▸ AIM OF THE TASK
Below is a set of entries. Reproduce exactly the lines from the one containing "Question: For every instance of the central" through the end, both included.

(Excerpts of location labeling data)
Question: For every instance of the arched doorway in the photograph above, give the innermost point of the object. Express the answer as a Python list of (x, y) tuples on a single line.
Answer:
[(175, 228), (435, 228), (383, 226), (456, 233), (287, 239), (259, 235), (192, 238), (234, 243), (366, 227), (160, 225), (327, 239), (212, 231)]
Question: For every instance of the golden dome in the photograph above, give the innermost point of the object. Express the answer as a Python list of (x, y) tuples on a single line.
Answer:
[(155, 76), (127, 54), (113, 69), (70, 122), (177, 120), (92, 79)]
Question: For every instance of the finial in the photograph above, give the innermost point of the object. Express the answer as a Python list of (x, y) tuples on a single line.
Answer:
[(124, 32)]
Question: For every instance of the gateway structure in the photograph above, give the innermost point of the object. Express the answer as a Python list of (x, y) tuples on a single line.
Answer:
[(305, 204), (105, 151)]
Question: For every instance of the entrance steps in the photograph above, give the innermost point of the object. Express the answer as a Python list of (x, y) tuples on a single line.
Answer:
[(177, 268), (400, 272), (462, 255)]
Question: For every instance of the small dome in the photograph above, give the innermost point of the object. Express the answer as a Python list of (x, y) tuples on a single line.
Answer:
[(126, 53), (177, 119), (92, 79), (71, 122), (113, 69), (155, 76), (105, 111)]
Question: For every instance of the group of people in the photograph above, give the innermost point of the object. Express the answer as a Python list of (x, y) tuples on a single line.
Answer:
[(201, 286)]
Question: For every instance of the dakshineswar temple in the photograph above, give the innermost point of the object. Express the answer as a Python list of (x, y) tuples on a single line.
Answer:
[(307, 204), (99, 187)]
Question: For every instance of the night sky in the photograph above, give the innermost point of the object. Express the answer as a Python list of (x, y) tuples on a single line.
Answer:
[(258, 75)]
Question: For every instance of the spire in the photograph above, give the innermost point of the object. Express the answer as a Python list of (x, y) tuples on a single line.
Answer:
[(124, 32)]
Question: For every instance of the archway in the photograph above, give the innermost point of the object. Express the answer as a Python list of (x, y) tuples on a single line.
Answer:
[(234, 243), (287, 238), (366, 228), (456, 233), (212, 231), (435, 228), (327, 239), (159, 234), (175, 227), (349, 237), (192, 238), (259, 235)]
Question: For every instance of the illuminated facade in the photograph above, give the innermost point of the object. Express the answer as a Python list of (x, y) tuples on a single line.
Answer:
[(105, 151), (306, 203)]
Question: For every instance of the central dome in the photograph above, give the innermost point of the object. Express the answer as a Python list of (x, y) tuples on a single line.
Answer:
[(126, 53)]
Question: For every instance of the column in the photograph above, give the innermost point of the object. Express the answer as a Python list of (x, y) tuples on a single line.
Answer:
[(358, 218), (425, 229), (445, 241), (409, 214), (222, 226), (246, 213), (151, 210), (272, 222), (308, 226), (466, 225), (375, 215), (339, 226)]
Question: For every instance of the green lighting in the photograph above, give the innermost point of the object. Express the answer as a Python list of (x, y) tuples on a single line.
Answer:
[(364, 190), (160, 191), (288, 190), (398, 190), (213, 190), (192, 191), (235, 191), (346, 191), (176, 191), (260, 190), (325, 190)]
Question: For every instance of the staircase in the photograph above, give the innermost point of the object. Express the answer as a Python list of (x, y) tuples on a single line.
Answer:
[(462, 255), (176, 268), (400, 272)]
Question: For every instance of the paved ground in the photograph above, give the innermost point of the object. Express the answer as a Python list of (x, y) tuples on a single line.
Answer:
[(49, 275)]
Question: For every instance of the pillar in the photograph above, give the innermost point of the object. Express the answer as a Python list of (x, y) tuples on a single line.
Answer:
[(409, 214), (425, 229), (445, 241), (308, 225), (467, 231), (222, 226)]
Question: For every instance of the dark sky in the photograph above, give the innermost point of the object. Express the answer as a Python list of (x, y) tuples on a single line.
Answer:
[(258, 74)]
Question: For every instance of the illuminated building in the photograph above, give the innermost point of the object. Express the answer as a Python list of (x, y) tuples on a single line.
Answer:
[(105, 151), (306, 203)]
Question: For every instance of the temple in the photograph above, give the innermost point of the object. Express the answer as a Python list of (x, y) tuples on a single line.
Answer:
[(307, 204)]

▸ EXERCISE RESULT
Question: For every instance of the central dome in the photograph above, give the innermost point of the object. Express the answer as a Python list of (x, y) tuples on a single line.
Answer:
[(126, 53)]
Question: For every instance of the column in the photograph above, give the innermost point of the object. Express the answer as a Python list of (x, y) tuples on a single line.
Answer:
[(358, 218), (425, 229), (445, 241), (409, 214), (222, 226), (246, 213), (151, 210), (272, 222), (308, 226), (466, 225), (375, 215), (339, 226)]
Question: For every instance of the green lighting in the photograph above, give the innermost point of the object. Express the answer as a Python list of (x, y) tuples on a single line.
Answer:
[(364, 190), (160, 191), (288, 190), (398, 190), (213, 190), (192, 191), (235, 191), (346, 191), (176, 191), (260, 190), (325, 190)]
Question: For every instance of the staircase in the photograph above, give the innermost point of the object. Express the answer as a Python list of (x, y) tuples on a single line.
Answer:
[(462, 255), (176, 268), (400, 272)]
Question: For every instance of the paved ground in the photograph above, give the innermost point of the object. Express the answer as a Python list of (x, y) tuples on a single line.
Answer:
[(49, 275)]
Question: For every instance of the pillar in the photograph above, give the innermost point of the object. Express the answer as a Python list of (x, y) tuples on a single line.
Answer:
[(409, 214), (425, 229), (445, 241), (308, 225), (467, 231), (222, 226)]
Question: For every instance of the dark sky in the photograph above, give the innermost point of the object. Express the answer as a Python list of (x, y) tuples on a single line.
Answer:
[(258, 74)]
Question: For every instance of the illuminated building in the photograph above, give the innermost point of the object. Express the answer as a Python list of (x, y) tuples on a single line.
Answer:
[(105, 151), (306, 203)]
Question: For every instance of the temple in the photograph above, give the innermost point of the object. Express the answer as a Python list of (x, y) tuples on a single line.
Answer:
[(307, 204)]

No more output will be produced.